What to do
Copy out every line of the items below that contains the string "surface". Case counts.

Stored records
▬▬▬

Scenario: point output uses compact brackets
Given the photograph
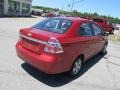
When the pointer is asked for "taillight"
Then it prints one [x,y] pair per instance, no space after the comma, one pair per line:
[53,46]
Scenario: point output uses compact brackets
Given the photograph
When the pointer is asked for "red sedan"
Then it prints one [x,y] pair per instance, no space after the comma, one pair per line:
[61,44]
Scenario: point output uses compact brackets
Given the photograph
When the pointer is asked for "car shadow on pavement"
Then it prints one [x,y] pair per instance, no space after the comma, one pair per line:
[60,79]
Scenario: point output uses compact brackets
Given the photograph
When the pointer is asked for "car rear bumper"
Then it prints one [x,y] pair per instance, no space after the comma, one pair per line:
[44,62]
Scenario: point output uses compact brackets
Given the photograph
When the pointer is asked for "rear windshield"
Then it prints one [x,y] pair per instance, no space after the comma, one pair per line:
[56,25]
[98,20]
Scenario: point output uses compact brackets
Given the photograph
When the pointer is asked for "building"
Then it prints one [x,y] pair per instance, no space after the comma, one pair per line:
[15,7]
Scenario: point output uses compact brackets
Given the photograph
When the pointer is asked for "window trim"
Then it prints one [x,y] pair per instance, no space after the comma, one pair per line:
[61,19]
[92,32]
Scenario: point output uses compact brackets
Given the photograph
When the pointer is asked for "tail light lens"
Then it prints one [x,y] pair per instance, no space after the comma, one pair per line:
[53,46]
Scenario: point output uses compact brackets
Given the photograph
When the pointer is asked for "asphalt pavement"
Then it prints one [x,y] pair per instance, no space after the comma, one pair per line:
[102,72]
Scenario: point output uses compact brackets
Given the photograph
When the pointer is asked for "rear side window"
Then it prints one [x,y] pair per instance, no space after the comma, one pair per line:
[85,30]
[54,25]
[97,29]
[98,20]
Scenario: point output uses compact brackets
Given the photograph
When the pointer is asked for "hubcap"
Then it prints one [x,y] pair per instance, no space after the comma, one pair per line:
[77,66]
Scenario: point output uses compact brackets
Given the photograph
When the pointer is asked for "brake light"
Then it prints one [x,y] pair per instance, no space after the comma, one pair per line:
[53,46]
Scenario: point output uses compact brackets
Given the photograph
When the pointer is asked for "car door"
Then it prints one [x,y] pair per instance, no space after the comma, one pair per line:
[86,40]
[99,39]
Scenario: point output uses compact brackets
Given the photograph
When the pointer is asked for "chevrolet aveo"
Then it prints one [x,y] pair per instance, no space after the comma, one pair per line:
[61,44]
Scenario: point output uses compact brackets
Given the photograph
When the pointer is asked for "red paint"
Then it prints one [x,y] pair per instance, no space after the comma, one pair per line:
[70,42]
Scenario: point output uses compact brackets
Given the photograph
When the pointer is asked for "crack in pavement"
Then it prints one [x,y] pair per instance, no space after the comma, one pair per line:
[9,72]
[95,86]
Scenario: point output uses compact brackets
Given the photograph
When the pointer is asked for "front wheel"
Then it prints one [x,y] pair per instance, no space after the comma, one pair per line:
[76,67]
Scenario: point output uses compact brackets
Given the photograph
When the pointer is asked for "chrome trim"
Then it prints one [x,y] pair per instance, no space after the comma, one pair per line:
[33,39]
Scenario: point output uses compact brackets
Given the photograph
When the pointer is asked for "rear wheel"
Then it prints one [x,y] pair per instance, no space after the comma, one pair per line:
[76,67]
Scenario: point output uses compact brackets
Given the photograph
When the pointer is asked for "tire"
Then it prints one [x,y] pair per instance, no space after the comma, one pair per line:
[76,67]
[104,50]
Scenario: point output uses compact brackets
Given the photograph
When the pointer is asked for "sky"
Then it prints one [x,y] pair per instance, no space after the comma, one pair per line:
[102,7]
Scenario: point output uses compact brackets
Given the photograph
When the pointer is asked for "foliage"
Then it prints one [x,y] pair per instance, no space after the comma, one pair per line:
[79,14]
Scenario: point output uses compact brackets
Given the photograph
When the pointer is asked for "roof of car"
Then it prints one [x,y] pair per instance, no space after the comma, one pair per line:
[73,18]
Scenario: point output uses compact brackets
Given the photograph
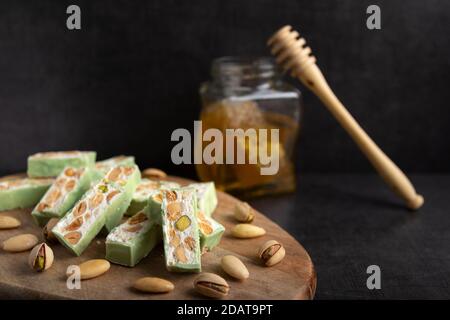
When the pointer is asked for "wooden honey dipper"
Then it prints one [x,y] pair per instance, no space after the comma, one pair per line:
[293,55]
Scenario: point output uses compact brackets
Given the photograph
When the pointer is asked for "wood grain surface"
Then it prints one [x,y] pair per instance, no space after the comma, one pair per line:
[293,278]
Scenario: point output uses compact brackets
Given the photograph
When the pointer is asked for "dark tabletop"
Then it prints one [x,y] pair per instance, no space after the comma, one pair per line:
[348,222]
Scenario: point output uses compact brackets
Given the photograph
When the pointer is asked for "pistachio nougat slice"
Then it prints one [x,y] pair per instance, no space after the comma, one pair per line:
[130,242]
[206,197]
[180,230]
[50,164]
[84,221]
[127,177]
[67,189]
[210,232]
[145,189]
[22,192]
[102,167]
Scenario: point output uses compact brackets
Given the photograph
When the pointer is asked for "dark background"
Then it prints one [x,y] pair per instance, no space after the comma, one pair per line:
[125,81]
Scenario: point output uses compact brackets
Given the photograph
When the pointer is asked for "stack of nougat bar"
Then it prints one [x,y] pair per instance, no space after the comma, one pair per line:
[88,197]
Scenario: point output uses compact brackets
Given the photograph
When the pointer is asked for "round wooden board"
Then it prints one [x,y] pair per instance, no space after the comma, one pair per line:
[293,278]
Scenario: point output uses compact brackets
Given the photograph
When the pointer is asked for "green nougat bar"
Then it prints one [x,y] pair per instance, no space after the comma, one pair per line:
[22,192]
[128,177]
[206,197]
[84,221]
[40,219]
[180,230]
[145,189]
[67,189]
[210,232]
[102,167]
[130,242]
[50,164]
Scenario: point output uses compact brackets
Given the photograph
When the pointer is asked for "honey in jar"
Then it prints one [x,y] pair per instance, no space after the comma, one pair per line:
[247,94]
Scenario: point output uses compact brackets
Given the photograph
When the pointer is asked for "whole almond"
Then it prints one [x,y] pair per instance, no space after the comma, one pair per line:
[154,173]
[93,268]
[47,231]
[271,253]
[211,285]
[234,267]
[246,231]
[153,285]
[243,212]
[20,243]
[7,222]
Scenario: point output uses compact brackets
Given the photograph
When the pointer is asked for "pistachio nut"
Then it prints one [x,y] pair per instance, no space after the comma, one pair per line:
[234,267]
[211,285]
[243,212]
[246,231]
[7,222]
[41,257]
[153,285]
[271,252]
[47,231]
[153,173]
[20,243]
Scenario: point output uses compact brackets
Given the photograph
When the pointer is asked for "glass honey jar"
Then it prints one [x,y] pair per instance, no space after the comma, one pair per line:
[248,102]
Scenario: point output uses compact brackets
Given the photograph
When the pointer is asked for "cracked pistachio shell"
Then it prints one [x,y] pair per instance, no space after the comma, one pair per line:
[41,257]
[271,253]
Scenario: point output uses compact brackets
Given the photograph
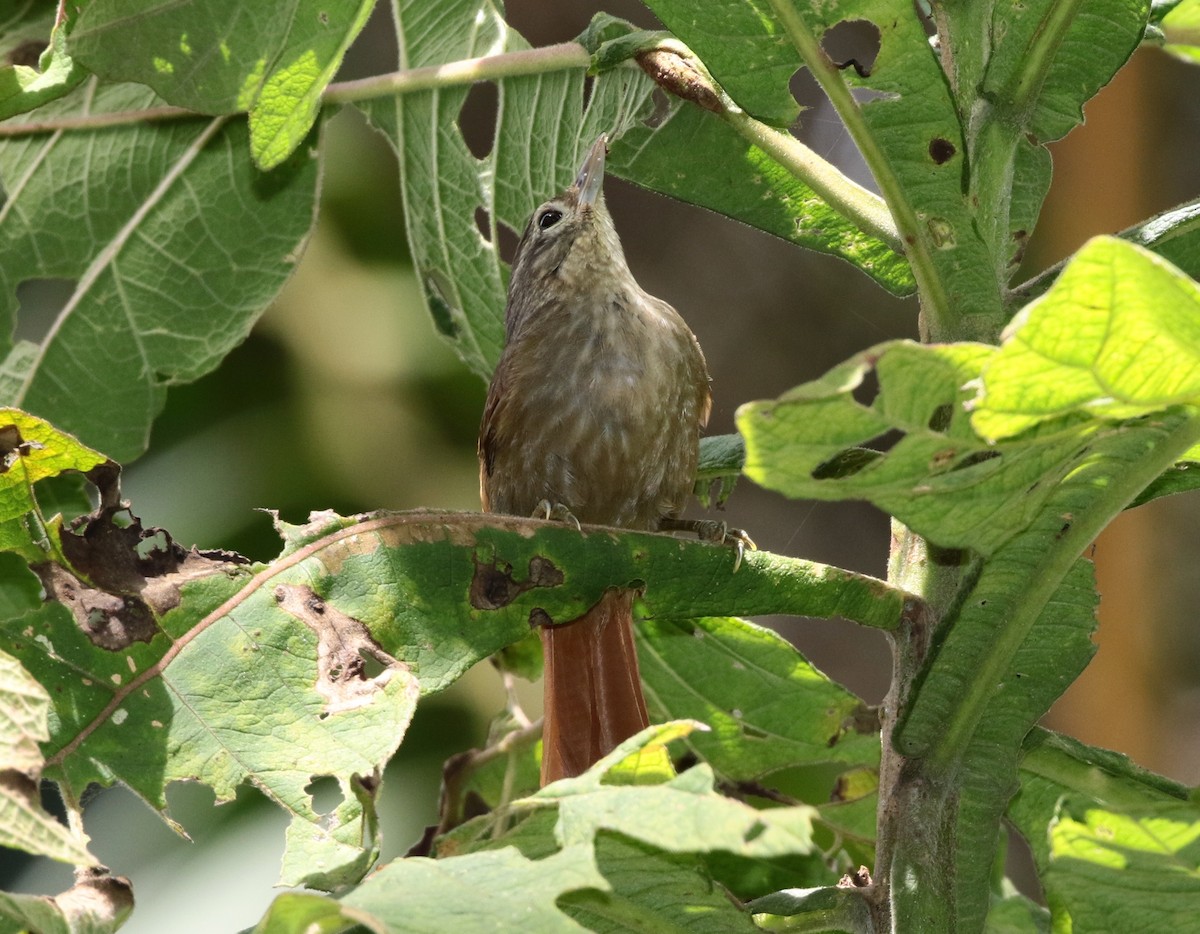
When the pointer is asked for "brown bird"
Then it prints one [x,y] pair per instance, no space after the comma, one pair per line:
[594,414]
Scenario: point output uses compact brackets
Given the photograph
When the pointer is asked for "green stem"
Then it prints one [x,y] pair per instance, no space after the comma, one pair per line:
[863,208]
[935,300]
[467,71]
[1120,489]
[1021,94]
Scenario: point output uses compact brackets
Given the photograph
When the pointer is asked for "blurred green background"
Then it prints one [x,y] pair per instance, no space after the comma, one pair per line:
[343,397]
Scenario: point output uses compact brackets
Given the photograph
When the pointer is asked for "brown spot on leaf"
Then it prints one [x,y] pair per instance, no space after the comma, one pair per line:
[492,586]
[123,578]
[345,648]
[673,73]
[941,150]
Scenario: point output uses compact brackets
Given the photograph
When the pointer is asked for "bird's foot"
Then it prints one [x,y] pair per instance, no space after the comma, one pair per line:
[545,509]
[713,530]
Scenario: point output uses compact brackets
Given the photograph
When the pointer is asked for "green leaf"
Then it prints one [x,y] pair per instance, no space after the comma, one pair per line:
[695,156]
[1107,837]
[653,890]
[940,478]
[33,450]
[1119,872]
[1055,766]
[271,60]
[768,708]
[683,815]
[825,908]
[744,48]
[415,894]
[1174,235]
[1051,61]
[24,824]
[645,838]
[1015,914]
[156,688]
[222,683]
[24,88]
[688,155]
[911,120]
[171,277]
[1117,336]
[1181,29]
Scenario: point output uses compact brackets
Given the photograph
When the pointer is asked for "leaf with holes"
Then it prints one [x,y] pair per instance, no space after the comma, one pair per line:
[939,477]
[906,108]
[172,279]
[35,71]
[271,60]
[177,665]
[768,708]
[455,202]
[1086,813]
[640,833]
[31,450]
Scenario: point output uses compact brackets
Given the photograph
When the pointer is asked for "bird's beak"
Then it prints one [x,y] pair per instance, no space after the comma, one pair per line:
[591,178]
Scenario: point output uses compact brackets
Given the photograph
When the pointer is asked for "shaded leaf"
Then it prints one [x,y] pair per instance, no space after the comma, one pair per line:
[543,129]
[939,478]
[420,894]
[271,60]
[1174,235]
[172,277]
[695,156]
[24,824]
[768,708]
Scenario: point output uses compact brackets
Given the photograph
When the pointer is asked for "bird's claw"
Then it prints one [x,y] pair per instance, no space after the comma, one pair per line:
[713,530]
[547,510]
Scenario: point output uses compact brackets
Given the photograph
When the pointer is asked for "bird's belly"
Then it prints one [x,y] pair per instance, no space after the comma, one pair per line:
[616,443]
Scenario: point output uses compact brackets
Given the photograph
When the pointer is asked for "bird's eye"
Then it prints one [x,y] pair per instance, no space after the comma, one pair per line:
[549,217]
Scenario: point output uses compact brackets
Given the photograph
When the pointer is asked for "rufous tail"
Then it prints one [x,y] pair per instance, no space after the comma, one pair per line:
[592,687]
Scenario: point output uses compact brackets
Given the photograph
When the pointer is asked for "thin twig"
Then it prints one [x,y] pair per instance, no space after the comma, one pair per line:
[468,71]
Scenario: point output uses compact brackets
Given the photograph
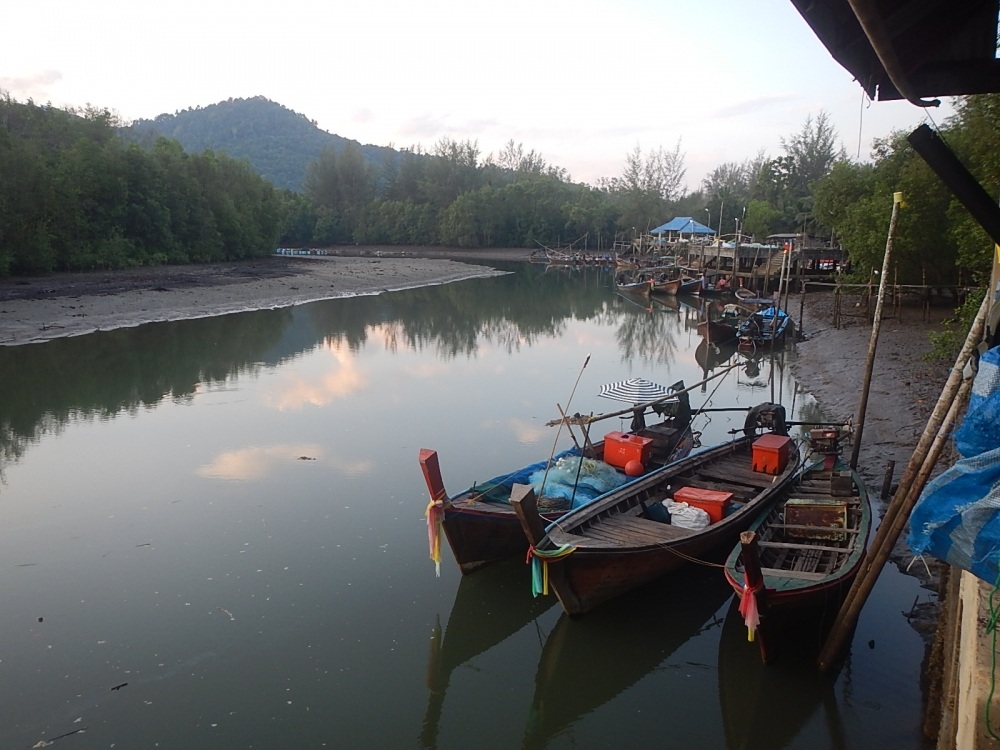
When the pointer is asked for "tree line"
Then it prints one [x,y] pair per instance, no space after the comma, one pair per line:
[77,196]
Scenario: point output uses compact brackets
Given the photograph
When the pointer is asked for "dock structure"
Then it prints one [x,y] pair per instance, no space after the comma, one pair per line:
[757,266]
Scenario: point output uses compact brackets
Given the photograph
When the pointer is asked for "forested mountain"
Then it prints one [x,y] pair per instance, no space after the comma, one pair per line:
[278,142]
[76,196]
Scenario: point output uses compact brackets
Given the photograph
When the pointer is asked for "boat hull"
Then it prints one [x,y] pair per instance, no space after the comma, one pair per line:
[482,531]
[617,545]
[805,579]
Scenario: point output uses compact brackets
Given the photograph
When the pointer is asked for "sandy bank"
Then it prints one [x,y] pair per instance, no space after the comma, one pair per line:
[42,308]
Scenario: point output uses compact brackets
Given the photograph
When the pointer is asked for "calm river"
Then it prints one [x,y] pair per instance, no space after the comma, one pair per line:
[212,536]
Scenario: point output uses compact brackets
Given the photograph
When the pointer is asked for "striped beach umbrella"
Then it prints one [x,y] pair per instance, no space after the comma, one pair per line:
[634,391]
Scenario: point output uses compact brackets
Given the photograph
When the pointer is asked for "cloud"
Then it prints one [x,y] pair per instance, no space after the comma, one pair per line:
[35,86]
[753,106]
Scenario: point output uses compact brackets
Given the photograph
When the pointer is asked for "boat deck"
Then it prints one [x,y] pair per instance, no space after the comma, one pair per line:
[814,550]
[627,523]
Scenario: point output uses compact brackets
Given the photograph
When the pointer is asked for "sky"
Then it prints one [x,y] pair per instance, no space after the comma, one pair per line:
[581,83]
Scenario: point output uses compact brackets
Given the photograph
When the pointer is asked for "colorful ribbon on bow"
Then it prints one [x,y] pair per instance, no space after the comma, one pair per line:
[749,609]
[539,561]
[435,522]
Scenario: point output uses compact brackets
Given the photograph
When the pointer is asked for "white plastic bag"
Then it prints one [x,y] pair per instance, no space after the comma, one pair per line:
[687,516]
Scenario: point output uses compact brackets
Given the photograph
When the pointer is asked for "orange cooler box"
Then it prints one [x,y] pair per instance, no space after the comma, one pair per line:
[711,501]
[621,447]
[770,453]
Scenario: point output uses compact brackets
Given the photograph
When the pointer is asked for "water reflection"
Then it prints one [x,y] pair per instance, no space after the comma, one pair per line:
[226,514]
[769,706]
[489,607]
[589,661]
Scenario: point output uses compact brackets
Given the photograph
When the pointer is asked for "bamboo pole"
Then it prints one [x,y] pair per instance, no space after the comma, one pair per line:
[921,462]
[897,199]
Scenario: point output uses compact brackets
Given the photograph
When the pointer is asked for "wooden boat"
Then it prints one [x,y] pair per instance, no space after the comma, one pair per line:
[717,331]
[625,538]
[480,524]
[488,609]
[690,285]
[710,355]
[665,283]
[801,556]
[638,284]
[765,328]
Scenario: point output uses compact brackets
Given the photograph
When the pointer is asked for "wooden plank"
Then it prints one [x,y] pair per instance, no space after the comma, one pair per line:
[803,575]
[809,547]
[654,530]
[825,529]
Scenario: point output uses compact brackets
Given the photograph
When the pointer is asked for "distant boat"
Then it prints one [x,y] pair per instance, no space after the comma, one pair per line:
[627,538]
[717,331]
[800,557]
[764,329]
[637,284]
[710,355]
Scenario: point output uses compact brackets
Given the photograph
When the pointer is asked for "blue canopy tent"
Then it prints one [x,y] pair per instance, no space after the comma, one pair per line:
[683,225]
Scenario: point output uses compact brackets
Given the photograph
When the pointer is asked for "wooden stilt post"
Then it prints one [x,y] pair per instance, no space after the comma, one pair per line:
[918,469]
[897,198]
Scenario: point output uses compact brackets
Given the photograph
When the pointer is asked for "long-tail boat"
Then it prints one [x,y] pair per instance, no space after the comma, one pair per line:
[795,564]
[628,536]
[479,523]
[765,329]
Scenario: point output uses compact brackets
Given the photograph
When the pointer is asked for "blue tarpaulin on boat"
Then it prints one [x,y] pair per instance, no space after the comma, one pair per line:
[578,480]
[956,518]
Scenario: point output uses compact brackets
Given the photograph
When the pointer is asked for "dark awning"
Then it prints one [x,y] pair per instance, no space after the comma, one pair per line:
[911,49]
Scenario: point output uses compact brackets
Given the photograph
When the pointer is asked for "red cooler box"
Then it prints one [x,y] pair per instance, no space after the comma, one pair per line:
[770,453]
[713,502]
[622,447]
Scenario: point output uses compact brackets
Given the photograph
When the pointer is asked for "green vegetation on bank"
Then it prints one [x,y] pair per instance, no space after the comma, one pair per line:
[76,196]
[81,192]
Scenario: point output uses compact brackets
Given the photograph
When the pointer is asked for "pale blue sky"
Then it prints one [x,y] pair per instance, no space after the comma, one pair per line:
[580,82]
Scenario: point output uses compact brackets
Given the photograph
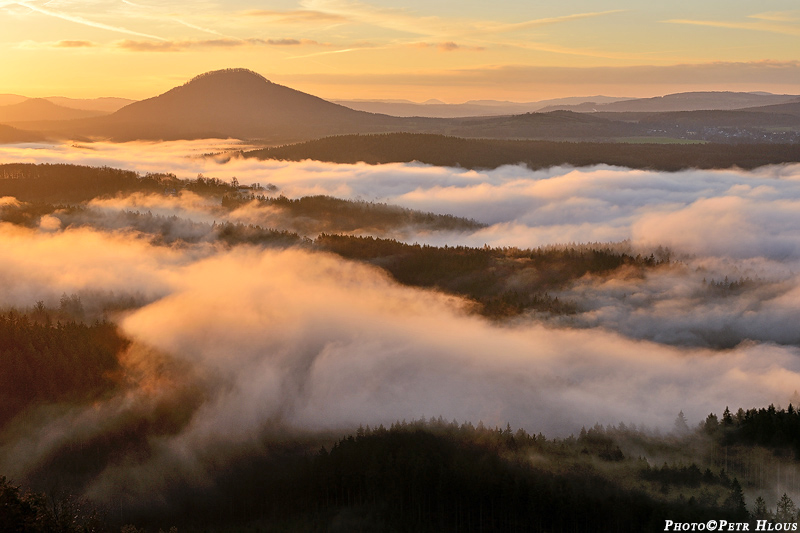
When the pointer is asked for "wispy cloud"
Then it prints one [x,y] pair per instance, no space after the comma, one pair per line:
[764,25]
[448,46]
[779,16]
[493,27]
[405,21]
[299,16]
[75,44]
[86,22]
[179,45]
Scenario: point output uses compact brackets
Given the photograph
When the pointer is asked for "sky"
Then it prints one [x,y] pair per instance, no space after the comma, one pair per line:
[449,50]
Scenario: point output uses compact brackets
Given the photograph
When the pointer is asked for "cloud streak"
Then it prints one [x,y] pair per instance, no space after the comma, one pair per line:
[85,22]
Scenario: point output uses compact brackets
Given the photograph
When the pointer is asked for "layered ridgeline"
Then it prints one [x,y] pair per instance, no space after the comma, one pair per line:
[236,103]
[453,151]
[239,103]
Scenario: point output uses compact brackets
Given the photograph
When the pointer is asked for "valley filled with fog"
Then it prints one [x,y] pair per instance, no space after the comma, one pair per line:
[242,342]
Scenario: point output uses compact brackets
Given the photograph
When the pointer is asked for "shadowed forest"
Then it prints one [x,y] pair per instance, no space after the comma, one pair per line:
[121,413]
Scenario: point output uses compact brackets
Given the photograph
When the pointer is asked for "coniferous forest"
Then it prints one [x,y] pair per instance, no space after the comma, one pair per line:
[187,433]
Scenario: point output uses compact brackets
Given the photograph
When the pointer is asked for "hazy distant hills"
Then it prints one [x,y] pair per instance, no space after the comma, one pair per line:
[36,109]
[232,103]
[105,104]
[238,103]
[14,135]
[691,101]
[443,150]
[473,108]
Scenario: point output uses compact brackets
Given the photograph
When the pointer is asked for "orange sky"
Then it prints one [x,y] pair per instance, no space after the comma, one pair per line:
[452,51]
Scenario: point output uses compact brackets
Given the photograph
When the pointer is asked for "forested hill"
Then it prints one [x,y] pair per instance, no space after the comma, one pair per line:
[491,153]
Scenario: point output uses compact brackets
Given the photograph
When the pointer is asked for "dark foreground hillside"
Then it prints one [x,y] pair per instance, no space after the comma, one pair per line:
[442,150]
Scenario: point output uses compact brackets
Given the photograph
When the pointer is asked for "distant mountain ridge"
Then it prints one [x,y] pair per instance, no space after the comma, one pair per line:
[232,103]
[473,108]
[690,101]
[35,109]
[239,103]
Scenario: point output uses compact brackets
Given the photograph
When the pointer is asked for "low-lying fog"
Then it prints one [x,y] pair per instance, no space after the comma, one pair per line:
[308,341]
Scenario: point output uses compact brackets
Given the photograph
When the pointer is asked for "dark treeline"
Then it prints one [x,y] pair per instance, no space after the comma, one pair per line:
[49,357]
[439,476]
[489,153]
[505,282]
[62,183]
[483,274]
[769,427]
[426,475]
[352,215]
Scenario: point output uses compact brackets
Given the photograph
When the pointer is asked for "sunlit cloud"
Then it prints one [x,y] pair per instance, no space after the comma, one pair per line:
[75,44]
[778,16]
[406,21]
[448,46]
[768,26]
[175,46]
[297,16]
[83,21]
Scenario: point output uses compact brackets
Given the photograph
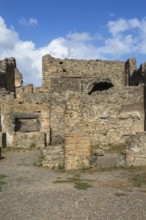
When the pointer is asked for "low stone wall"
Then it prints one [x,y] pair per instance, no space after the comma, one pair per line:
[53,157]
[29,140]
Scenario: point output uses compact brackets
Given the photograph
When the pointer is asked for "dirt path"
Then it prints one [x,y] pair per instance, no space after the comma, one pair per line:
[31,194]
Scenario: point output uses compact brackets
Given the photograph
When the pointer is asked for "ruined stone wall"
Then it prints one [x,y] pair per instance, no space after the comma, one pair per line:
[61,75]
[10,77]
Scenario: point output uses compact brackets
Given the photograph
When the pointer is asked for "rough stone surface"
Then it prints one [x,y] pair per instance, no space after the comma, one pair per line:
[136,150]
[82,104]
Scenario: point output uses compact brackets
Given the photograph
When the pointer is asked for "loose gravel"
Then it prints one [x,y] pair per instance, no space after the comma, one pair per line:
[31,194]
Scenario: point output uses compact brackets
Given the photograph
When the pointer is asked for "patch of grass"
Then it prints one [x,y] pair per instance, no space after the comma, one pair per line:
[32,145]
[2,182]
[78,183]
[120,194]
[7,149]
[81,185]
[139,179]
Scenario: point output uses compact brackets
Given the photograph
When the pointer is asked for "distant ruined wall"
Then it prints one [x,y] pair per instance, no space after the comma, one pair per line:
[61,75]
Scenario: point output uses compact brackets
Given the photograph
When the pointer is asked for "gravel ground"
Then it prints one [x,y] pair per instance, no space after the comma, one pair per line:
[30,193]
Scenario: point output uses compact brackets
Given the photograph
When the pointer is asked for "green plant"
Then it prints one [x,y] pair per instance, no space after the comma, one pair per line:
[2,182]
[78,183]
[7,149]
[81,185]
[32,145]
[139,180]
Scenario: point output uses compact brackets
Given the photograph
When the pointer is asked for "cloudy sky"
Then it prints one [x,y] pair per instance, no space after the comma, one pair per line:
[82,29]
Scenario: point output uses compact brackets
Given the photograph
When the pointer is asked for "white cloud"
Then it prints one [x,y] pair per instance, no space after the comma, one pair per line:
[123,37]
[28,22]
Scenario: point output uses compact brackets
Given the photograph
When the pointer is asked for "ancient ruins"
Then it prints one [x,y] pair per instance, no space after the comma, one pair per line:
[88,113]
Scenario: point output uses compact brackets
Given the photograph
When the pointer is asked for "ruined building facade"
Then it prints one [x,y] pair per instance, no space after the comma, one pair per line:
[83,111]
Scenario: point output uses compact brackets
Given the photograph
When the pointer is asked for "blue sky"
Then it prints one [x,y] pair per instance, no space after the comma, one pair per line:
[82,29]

▬▬▬

Output
When the pointer is asked for "wood grain surface"
When the pointer is asked for "rough stone surface"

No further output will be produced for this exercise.